What to do: Extract every line of the material below unchanged, leaving out the picture.

Data shown:
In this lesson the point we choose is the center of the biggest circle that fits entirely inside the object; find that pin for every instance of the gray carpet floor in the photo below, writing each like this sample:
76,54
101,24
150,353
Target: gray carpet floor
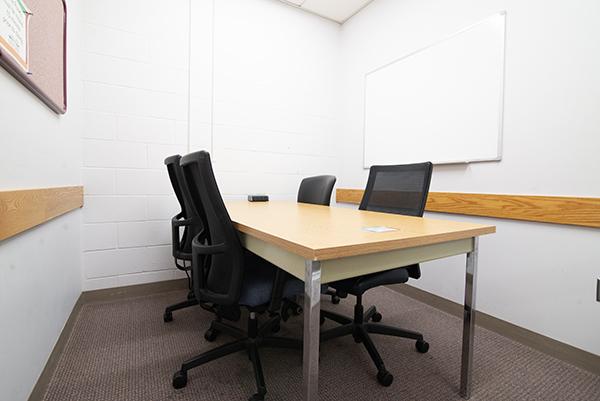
122,350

Exercise output:
In this lesson the point we choose is the center of the biggest circle that fits entirely inside the object; find that pin for every instance of the gray carpet floor in the photo below, writing each like this sample:
76,54
101,24
150,353
Target: gray carpet floor
122,350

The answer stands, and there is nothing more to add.